Reference 0.12

In-line datalog statements and queries

This functionality has been significantly expanded in 0.12.0, and is now the recommended way to use pyDatalog. See the sample files.

An in-line datalog statement is a Python statement:

    • that follows the syntax of a datalog statement (see grammar below),
    • where datalog constants, variables and unprefixed predicates have been previously declared globally using pyDatalog.create_atoms() (thus not in a method or class),
    • and where the prefix of prefixed predicates is the name of a class inheriting from pyDatalog.Mixin.

Similarly, an in-line query is a Python statement that follows the syntax of a body (see grammar below). An in-line query returns a Query object that behaves like a Python list of list : each element of the list is itself a list containing one value for each variable in the query, in order of the appearance of the variables in the query. Additionally, the Query object has a >= X operator which return the first value of variable X in the result of the query.

After an in-line query, each variable in the query contains the list of possible values. It should be noted that the result of the query is determined when it is first needed (and thus not in the statement that defines the query).

p(X)
print(X) # the p(X) query is resolved here !

Grammar of a pyDatalog program

The terminal symbols in this grammar are defined in BNF as follows :

    • simple_predicate ::= [a-fA-F_] [0-9a-fA-F_]*
    • constant ::= [a-f] [0-9a-fA-F_]* | python literals
    • variable ::= [A-F_] [0-9a-fA-F_]*, thus starting with an uppercase
    • Note : words starting with _pyD_ are reserved for pyDatalog

Please note:

    • unary operators (+, -) are not supported in expressions. Use 0- instead.
    • although the order of pyDatalog statements is indifferent, the order of literals within a body is significant:
      • an expression used as a key of a function must be bound by a previous literal (otherwise no result is returned)
      • the right hand side of X==expr must be bound by a previous literal (otherwise, no result is returned)
      • the right hand side of p[X]< expr must be bound (otherwise, no result is returned).
      • the left and right hand sides of X<expr comparisons must be bound (otherwise, an error is raised)
      • the variables in a negated body must be either bound by a previous literal, or not used later in the body
    • an inequality must be surrounded by parenthesis, and can only appear in the body of a clause
    • an aggregate function can only appear in the head of a clause. Note the _ prefix (e.g. _sum) to differentiate with the python aggregate function
    • "=" defines a logic formula, while "==" appears in a fact, clause or query and must always be surrounded by parenthesis
    • the head of a clause can only contain constant or variable (but no expressions). Each variable must also appear in the body

Aggregate functions:

    • _len (P[X]==_len(Y)) <= body : P[X] is the count of values of Y (associated to X by the body of the clause)
========================================
▸ **SET PROBLEM A**: Rewrite everything in the pyDatalog reference from "The terminal symbols" down to "Use 0- instead.", with "uppercase" updated to "capital letter".
The pyDatalog reference above and the listing that follows are unrelated material.

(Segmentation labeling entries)
========================================
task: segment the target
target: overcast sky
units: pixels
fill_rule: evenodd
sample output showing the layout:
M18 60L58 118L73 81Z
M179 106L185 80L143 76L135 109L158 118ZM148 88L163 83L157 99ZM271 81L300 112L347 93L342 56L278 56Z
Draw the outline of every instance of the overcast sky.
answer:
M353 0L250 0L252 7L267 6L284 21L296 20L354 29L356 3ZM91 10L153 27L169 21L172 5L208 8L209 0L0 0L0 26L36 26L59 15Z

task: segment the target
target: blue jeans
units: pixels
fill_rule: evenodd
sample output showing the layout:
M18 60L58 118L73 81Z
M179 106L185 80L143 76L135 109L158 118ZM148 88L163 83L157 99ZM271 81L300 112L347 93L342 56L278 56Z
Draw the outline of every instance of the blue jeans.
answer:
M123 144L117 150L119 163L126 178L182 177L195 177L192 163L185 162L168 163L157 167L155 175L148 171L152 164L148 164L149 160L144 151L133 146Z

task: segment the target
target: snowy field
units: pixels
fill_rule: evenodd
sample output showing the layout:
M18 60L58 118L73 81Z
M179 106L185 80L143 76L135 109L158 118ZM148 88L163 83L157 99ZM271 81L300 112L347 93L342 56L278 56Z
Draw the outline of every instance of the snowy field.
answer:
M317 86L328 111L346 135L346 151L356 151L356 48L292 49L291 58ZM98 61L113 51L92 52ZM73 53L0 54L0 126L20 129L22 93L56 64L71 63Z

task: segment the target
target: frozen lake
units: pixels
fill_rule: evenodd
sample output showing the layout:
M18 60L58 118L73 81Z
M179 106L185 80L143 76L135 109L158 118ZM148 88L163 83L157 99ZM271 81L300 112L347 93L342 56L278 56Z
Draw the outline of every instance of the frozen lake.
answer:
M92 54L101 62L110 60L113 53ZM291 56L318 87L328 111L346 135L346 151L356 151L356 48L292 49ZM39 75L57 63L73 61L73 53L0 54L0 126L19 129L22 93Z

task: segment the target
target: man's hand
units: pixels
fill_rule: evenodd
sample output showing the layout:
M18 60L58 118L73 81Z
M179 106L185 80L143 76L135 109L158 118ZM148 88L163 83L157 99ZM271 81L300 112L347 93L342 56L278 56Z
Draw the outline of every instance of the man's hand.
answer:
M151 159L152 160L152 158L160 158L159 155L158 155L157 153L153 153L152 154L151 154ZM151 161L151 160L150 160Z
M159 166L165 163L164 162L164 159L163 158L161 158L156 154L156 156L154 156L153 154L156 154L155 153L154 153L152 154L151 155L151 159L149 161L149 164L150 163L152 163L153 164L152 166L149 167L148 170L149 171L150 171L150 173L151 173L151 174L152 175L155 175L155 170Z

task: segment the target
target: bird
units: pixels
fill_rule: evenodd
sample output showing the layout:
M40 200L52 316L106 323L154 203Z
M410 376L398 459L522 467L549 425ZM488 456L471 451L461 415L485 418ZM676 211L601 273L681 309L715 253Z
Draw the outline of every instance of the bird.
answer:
========================================
▸ **SET PROBLEM B**: Lay out everything from the start of the listing down to the line containing "M317 86L328 111L346" as a numbered list, including both ends and leaving out blank lines.

▸ **COMPLETE RESPONSE A**:
The terminal symbols in this grammar are defined in BNF as follows :

    • simple_predicate ::= [a-fA-F_] [0-9a-fA-F_]*
    • constant ::= [a-f] [0-9a-fA-F_]* | python literals
    • variable ::= [A-F_] [0-9a-fA-F_]*, thus starting with an capital letter
    • Note : words starting with _pyD_ are reserved for pyDatalog

Please note:

    • unary operators (+, -) are not supported in expressions. Use 0- instead.

▸ **COMPLETE RESPONSE B**:
1. task: segment the target
2. target: overcast sky
3. units: pixels
4. fill_rule: evenodd
5. sample output showing the layout:
6. M18 60L58 118L73 81Z
7. M179 106L185 80L143 76L135 109L158 118ZM148 88L163 83L157 99ZM271 81L300 112L347 93L342 56L278 56Z
8. Draw the outline of every instance of the overcast sky.
9. answer:
10. M353 0L250 0L252 7L267 6L284 21L296 20L354 29L356 3ZM91 10L153 27L169 21L172 5L208 8L209 0L0 0L0 26L36 26L59 15Z
11. task: segment the target
12. target: blue jeans
13. units: pixels
14. fill_rule: evenodd
15. sample output showing the layout:
16. M18 60L58 118L73 81Z
17. M179 106L185 80L143 76L135 109L158 118ZM148 88L163 83L157 99ZM271 81L300 112L347 93L342 56L278 56Z
18. Draw the outline of every instance of the blue jeans.
19. answer:
20. M123 144L117 150L119 163L126 178L182 177L195 177L192 163L185 162L168 163L157 167L155 175L148 171L152 164L148 164L149 160L144 151L133 146Z
21. task: segment the target
22. target: snowy field
23. units: pixels
24. fill_rule: evenodd
25. sample output showing the layout:
26. M18 60L58 118L73 81Z
27. M179 106L185 80L143 76L135 109L158 118ZM148 88L163 83L157 99ZM271 81L300 112L347 93L342 56L278 56Z
28. Draw the outline of every instance of the snowy field.
29. answer:
30. M317 86L328 111L346 135L346 151L356 151L356 48L292 49L291 58ZM98 61L113 51L92 52ZM73 53L0 54L0 126L20 129L22 93L56 64L71 63Z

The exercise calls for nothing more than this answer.